[Stored dataset items]

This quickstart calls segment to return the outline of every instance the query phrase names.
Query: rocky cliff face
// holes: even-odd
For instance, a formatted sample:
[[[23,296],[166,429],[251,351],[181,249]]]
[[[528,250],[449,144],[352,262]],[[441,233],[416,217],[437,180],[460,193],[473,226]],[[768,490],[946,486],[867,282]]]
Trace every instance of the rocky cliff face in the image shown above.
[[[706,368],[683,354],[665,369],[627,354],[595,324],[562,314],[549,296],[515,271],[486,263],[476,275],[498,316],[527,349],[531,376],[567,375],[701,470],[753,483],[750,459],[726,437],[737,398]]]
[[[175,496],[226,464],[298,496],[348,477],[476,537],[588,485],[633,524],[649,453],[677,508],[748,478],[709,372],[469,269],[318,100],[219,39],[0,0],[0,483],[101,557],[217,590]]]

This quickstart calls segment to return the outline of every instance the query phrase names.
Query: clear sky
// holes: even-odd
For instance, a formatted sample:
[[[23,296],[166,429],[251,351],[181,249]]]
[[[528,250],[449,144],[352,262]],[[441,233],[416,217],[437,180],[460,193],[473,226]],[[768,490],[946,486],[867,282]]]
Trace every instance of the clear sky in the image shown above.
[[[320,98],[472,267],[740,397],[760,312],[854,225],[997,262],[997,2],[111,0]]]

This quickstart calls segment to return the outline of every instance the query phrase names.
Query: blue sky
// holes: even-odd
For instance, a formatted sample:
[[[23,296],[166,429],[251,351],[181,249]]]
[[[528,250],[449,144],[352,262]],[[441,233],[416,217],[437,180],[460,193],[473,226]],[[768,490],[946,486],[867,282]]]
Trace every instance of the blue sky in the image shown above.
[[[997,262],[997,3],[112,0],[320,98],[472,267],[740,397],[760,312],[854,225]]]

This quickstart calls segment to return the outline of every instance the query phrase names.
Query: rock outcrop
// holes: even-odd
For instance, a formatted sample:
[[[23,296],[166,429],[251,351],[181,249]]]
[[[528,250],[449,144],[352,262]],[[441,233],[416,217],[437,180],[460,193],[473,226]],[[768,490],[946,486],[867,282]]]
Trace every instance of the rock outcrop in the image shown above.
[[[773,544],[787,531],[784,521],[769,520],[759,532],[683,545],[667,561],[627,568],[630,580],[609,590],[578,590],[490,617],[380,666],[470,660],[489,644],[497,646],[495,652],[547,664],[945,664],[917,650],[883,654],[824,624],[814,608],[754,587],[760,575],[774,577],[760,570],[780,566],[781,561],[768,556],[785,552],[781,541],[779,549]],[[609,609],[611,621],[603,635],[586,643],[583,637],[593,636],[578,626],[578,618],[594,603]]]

==

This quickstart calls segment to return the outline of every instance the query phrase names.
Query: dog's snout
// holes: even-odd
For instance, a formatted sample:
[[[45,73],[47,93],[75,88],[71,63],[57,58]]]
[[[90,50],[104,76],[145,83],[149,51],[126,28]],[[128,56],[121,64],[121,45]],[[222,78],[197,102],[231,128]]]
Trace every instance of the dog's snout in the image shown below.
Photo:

WHAT NEEDS TO BE DONE →
Return each line of the listing that contains the string "clear". Matching is case-sensitive.

EXERCISE ANSWER →
Query: clear sky
Trace every instance of the clear sky in the image shown above.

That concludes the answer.